» **Task requirements**:
Copy the lines below word for word, keeping every character as it appears.

[Boundary labeling lines]
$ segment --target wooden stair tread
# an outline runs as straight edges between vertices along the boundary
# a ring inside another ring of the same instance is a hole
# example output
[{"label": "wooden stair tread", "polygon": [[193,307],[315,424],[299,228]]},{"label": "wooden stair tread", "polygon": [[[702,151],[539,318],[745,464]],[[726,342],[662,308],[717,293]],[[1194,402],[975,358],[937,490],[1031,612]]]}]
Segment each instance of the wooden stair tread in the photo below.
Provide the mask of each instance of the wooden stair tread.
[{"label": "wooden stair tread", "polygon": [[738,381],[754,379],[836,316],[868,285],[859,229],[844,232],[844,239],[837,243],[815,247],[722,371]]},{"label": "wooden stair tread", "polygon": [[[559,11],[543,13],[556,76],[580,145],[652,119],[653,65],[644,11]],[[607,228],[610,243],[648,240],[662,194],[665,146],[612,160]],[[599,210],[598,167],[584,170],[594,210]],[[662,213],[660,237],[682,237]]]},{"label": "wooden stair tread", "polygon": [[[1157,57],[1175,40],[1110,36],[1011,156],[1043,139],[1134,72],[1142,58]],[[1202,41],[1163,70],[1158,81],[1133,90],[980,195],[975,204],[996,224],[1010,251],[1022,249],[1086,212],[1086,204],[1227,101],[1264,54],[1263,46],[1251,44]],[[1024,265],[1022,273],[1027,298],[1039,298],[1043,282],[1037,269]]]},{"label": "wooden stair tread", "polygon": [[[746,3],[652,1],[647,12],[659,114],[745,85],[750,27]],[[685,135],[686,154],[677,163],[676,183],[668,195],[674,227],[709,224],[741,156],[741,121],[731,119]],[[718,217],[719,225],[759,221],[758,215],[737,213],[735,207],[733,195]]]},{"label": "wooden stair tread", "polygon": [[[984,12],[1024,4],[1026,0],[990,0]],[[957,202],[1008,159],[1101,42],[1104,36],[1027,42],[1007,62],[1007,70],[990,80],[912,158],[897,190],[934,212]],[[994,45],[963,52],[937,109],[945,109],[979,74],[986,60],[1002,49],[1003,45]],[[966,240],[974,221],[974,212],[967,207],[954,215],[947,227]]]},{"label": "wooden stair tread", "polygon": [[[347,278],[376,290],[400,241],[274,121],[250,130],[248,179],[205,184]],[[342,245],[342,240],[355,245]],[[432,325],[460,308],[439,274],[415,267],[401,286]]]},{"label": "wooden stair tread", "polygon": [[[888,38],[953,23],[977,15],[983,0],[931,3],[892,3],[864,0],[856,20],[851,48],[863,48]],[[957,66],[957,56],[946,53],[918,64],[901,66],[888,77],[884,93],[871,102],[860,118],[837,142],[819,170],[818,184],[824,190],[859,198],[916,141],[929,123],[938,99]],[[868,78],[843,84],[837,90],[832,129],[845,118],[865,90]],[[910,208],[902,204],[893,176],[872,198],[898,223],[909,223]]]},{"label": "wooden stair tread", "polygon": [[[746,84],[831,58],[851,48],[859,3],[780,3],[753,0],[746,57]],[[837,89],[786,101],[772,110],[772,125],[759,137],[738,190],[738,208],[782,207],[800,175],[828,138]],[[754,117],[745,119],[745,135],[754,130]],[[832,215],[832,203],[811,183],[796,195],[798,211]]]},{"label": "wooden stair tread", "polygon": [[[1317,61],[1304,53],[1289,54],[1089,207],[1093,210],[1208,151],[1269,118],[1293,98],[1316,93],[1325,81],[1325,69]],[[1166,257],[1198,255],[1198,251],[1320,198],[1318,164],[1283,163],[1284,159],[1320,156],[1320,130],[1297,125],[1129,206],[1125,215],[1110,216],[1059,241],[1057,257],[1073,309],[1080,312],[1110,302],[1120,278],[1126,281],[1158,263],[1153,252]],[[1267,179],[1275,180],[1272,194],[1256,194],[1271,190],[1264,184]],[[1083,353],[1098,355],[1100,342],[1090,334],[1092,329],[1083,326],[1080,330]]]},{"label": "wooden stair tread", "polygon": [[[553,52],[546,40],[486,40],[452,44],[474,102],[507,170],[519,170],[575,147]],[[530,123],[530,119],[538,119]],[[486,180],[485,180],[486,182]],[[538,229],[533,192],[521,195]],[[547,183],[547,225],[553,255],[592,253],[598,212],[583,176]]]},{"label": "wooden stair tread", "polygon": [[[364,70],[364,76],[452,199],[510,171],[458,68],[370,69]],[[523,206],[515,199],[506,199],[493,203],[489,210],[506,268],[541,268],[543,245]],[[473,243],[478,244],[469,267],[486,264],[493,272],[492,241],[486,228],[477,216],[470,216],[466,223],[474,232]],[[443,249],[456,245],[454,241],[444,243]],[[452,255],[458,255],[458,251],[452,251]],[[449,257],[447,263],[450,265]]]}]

» **Task answer**:
$ segment --target wooden stair tread
# an outline runs as straight edges between vertices along the boundary
# a ring inside another ring of the same instance is a hole
# example output
[{"label": "wooden stair tread", "polygon": [[193,307],[315,424],[299,228]]},{"label": "wooden stair tread", "polygon": [[[702,151],[539,318],[745,464]],[[726,342],[662,308],[717,293]],[[1194,402],[975,358],[937,490],[1031,612]]]}]
Segment each instance of the wooden stair tread in the photo below.
Provide the mask of each instance of the wooden stair tread.
[{"label": "wooden stair tread", "polygon": [[738,381],[754,379],[836,316],[868,285],[859,229],[844,232],[844,239],[837,243],[815,247],[722,371]]},{"label": "wooden stair tread", "polygon": [[[559,11],[543,13],[556,76],[580,145],[652,119],[653,65],[644,11]],[[607,228],[610,243],[648,240],[662,194],[665,146],[612,160]],[[599,210],[598,167],[584,170],[594,210]],[[662,213],[660,237],[682,237]]]},{"label": "wooden stair tread", "polygon": [[[1157,57],[1175,40],[1110,36],[1011,156],[1043,139],[1134,72],[1142,58]],[[1202,41],[1163,70],[1158,81],[1133,90],[980,195],[975,204],[996,224],[1010,251],[1022,249],[1086,212],[1086,204],[1227,101],[1264,54],[1263,46],[1251,44]],[[1024,265],[1022,273],[1027,298],[1039,298],[1043,282],[1037,269]]]},{"label": "wooden stair tread", "polygon": [[[746,3],[652,1],[647,12],[659,114],[745,85],[750,27]],[[685,135],[686,154],[677,163],[676,183],[668,195],[674,227],[709,224],[741,156],[741,121],[731,119]],[[718,217],[719,225],[759,221],[758,215],[737,213],[735,207],[733,195]]]},{"label": "wooden stair tread", "polygon": [[[984,12],[1024,4],[1026,0],[990,0]],[[957,202],[1008,159],[1101,42],[1104,36],[1027,42],[1007,62],[1007,70],[990,80],[912,158],[897,190],[934,212]],[[994,45],[963,52],[937,109],[945,109],[979,74],[986,60],[1002,49],[1003,45]],[[966,240],[974,221],[974,212],[967,207],[954,215],[947,227]]]},{"label": "wooden stair tread", "polygon": [[[347,278],[376,290],[400,241],[274,121],[250,130],[248,179],[205,184]],[[342,245],[342,240],[355,245]],[[432,325],[460,308],[439,274],[415,267],[401,286]]]},{"label": "wooden stair tread", "polygon": [[[888,38],[953,23],[977,15],[983,0],[931,3],[892,3],[864,0],[856,20],[851,48],[863,48]],[[957,66],[957,56],[946,53],[918,64],[901,66],[888,77],[884,93],[871,102],[860,118],[837,142],[819,170],[818,184],[824,190],[859,198],[916,141],[929,123],[938,99]],[[868,78],[843,84],[837,90],[832,129],[845,118],[865,90]],[[910,208],[902,204],[893,176],[872,198],[898,223],[909,223]]]},{"label": "wooden stair tread", "polygon": [[[746,84],[831,58],[851,48],[859,3],[780,3],[753,0],[746,57]],[[837,89],[786,101],[772,110],[772,125],[759,137],[738,190],[738,208],[782,207],[800,175],[828,138]],[[754,117],[745,119],[745,135],[754,130]],[[832,215],[832,203],[811,183],[796,195],[798,211]]]},{"label": "wooden stair tread", "polygon": [[[1317,61],[1304,53],[1289,54],[1089,207],[1093,210],[1208,151],[1269,118],[1293,98],[1316,93],[1325,81],[1325,69]],[[1166,257],[1198,255],[1198,251],[1320,198],[1318,164],[1283,163],[1284,159],[1320,156],[1320,130],[1297,125],[1129,206],[1125,215],[1110,216],[1059,241],[1057,257],[1073,309],[1080,312],[1110,302],[1120,278],[1126,281],[1158,263],[1153,252]],[[1267,179],[1275,180],[1272,194],[1256,194],[1271,190],[1264,184]],[[1083,353],[1098,355],[1100,342],[1090,334],[1092,329],[1083,326],[1080,330]]]},{"label": "wooden stair tread", "polygon": [[[553,52],[546,40],[486,40],[452,44],[474,102],[507,170],[519,170],[575,147]],[[530,123],[530,119],[538,119]],[[486,180],[485,180],[486,182]],[[538,229],[533,192],[521,195]],[[547,183],[547,225],[553,255],[592,253],[598,212],[583,176]]]},{"label": "wooden stair tread", "polygon": [[[364,70],[364,76],[452,199],[510,171],[458,68],[370,69]],[[523,206],[515,199],[506,199],[493,203],[489,210],[506,268],[541,268],[543,245]],[[473,243],[478,244],[469,267],[486,264],[493,272],[492,241],[486,228],[477,216],[470,216],[466,223],[474,232]],[[443,249],[456,245],[454,241],[444,243]],[[452,255],[458,255],[458,251],[452,251]],[[449,257],[447,263],[450,265]]]}]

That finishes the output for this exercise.